- What is being asked
From the records below, return every line containing the word "this".

=== Extracted entries ===

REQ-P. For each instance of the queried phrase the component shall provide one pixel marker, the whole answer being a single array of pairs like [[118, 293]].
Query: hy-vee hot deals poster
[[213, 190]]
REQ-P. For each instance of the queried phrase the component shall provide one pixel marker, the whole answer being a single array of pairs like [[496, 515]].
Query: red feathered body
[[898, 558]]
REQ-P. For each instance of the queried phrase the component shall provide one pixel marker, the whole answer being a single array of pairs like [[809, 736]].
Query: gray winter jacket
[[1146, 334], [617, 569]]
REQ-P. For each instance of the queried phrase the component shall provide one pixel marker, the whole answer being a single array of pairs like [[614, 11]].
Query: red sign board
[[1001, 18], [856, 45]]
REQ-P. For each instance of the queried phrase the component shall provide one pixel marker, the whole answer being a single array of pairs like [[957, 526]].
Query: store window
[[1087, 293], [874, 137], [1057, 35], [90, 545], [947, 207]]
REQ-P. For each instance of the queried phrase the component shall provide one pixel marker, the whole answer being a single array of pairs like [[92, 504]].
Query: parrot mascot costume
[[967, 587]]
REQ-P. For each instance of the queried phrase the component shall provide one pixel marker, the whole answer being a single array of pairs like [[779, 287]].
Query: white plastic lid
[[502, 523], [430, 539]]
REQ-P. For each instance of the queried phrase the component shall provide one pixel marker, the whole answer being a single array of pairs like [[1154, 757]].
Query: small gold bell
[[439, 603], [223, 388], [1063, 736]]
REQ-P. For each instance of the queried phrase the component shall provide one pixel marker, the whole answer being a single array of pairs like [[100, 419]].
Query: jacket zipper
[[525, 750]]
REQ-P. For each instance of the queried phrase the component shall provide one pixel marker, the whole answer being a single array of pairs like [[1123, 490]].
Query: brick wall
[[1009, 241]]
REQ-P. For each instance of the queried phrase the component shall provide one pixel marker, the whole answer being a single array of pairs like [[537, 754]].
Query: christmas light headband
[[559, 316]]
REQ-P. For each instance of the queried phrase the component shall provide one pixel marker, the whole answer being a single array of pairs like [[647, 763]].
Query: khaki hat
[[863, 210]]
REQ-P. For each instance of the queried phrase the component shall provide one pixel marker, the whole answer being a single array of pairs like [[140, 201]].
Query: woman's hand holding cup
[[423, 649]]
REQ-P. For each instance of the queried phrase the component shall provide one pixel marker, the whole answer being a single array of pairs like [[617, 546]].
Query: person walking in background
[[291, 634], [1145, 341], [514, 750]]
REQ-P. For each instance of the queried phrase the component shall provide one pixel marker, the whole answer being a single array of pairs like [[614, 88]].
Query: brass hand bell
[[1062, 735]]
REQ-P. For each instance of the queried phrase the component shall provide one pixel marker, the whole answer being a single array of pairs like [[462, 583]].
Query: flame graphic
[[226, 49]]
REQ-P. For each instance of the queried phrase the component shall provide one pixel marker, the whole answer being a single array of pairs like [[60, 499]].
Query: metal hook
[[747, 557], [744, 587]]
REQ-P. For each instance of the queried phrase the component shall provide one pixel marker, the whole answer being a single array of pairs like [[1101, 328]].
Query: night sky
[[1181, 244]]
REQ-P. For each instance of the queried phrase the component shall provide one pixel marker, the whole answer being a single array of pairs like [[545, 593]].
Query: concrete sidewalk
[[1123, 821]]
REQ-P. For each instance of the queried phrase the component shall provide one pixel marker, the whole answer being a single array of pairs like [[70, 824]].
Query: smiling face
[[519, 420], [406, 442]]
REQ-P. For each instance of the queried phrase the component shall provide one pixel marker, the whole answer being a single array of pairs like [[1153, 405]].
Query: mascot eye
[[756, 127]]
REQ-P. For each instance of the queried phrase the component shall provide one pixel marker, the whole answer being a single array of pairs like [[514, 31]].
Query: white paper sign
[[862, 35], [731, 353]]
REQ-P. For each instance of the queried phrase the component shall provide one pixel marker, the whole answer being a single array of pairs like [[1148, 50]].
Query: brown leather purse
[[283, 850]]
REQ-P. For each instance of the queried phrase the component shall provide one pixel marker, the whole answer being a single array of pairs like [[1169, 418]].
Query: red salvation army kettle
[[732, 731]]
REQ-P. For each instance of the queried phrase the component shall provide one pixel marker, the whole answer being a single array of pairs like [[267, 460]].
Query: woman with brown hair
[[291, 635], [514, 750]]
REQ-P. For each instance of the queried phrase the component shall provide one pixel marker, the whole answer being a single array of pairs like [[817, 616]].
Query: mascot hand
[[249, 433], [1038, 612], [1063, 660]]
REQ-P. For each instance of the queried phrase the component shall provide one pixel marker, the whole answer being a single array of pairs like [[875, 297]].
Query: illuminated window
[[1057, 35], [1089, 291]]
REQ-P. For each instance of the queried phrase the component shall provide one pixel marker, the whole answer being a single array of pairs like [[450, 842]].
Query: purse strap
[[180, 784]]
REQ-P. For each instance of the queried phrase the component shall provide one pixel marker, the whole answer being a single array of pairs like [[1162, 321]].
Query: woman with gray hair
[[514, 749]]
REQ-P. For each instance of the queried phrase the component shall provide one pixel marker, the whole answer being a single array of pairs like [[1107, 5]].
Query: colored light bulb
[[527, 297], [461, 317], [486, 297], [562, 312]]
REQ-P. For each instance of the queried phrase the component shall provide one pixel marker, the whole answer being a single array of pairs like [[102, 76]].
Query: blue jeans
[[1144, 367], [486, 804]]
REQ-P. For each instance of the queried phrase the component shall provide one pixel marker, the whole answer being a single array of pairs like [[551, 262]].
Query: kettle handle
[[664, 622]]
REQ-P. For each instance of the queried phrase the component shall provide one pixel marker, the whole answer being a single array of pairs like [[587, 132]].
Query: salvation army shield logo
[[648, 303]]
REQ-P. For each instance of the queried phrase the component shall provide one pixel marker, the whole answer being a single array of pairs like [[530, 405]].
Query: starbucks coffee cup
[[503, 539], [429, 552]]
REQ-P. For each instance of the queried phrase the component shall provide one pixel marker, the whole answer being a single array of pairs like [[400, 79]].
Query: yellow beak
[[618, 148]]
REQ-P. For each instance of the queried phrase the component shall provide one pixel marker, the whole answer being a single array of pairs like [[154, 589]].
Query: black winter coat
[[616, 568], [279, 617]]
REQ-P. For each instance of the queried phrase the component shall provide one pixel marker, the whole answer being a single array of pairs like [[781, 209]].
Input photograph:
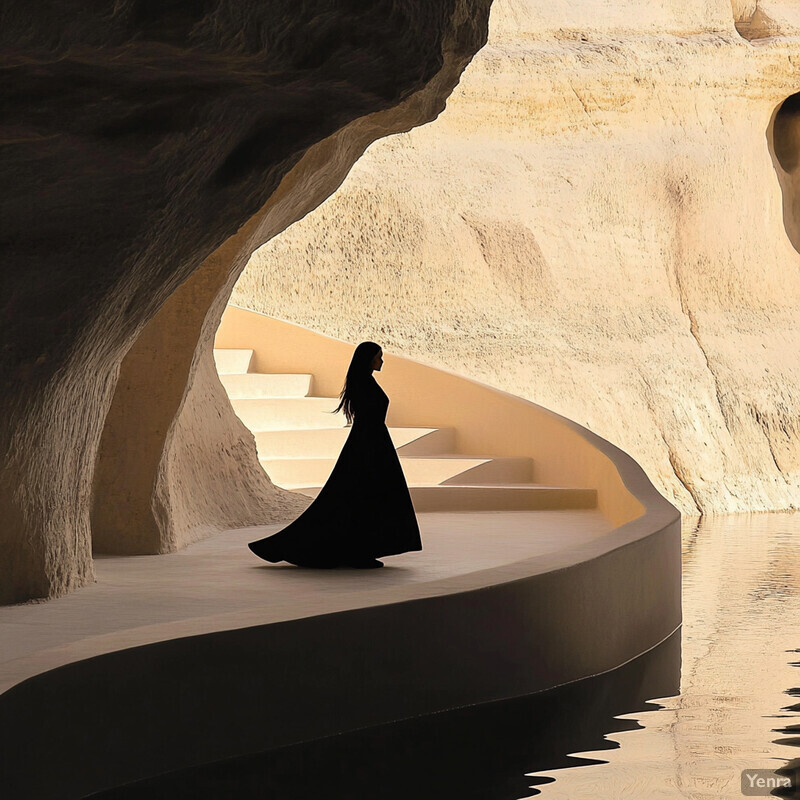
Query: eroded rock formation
[[597, 224], [138, 139]]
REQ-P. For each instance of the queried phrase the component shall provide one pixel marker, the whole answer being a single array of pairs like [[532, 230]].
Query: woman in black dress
[[364, 511]]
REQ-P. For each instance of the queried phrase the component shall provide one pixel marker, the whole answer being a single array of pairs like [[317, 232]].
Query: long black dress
[[364, 511]]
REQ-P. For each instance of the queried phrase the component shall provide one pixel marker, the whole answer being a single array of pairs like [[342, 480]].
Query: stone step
[[418, 470], [281, 413], [232, 362], [255, 385], [520, 497], [328, 442]]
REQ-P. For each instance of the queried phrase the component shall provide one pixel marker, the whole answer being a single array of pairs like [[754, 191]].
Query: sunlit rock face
[[597, 223], [138, 139]]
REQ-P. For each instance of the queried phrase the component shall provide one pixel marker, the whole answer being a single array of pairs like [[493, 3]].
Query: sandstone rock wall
[[139, 139], [596, 223]]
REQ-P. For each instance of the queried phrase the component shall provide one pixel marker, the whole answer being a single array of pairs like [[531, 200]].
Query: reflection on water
[[737, 708], [741, 634]]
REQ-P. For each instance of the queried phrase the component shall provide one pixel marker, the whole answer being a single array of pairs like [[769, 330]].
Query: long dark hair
[[357, 373]]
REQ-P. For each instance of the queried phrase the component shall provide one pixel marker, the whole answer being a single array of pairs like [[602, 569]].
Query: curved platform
[[175, 661], [179, 660]]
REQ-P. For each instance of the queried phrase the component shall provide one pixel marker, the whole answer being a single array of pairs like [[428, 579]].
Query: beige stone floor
[[218, 584]]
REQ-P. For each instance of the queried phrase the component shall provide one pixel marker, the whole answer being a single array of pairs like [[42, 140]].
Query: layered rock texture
[[148, 149], [605, 221]]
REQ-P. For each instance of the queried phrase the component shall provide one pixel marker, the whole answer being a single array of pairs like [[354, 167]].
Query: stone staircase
[[299, 440]]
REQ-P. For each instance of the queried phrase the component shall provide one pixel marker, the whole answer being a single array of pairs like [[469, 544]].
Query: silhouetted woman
[[364, 511]]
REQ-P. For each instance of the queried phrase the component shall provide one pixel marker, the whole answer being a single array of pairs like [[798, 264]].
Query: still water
[[684, 721]]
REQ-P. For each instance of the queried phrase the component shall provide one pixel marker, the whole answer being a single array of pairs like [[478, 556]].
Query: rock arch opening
[[750, 20], [783, 139]]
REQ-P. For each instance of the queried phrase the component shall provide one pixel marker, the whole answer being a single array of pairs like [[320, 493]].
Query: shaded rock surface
[[600, 223], [138, 138]]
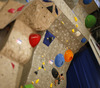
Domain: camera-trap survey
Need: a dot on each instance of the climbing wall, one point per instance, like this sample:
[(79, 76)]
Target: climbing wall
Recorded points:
[(43, 54), (10, 10), (65, 35), (37, 11), (10, 73)]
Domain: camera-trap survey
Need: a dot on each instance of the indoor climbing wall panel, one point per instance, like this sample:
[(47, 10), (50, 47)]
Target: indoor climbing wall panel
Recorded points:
[(89, 7), (10, 73), (41, 76), (71, 16), (54, 10), (80, 12), (37, 16), (10, 11), (17, 46), (71, 3), (66, 32)]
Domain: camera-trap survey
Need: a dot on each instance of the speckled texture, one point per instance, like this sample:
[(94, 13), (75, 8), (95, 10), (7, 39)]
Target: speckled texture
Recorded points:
[(63, 32), (9, 77), (70, 15), (71, 3), (80, 12), (36, 16), (15, 51), (48, 53)]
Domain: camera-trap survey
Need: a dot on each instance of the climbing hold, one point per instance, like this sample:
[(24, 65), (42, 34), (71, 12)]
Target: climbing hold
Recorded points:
[(83, 40), (56, 10), (11, 10), (62, 22), (76, 19), (42, 56), (29, 86), (59, 60), (37, 81), (87, 1), (50, 8), (47, 0), (21, 86), (90, 21), (73, 30), (19, 41), (54, 73), (20, 8), (51, 85), (13, 65), (42, 66), (44, 69), (51, 62), (68, 56), (43, 63), (78, 33), (50, 36), (39, 68), (67, 47), (66, 40), (36, 72), (34, 39), (27, 0), (32, 82), (76, 25)]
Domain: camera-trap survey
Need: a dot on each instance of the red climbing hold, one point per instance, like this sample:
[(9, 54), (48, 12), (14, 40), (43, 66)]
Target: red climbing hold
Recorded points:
[(34, 39), (11, 10), (20, 8), (13, 65)]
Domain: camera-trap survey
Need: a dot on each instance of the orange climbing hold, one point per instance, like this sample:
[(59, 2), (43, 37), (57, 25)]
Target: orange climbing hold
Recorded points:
[(68, 56)]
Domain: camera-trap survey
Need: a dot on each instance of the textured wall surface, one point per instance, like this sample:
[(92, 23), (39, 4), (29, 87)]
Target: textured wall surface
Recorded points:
[(44, 54), (9, 76), (17, 46), (36, 16), (70, 15)]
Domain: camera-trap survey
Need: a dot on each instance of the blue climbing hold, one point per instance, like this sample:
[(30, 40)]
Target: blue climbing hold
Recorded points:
[(83, 40), (87, 1), (59, 60), (47, 0)]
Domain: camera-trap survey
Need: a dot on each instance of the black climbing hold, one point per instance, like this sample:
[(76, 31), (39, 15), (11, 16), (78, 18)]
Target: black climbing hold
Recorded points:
[(55, 73), (56, 9), (50, 8), (36, 72), (42, 66)]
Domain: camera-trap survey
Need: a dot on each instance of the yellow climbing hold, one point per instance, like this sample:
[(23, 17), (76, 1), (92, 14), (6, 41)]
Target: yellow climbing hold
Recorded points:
[(21, 86), (39, 68), (62, 22), (32, 82), (77, 25), (67, 47), (43, 63), (37, 81), (44, 69), (76, 19), (73, 30), (51, 85)]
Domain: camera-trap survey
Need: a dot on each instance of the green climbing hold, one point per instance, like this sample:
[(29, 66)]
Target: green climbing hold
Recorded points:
[(90, 21), (29, 86)]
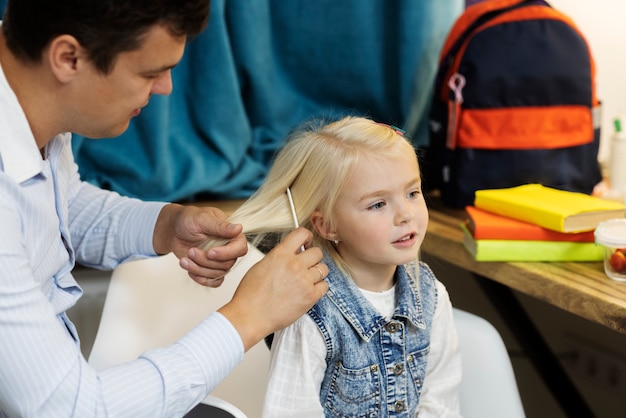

===

- Output
Need: a dot on each instance of the climbing wall, one point per instance, like this sample:
Need: a dot on each instance of the indoor climbing wall panel, one point per instance, like this sample:
Need: a dot on each instance of the speckled texture, one point per instance, like this sample:
Need: a dot on each instance of the climbing hold, one point per instance, like this sample:
Need: a dot on each instance of the red climbing hold, one point per instance, like this sample:
Need: a dot on each instance of the orange climbing hold, one point per instance, like this sample:
Need: a dot on each instance of the textured wall surface, one point per instance, like this sample:
Need: a dot on each instance of the blue climbing hold, one point per instance, like this sample:
Need: a dot on each instance of the black climbing hold, one point per instance, like this sample:
Need: a dot on each instance of the yellow climbing hold, one point per instance, like this sample:
Need: a dot on each instance of the green climbing hold, one point per instance, like this sample:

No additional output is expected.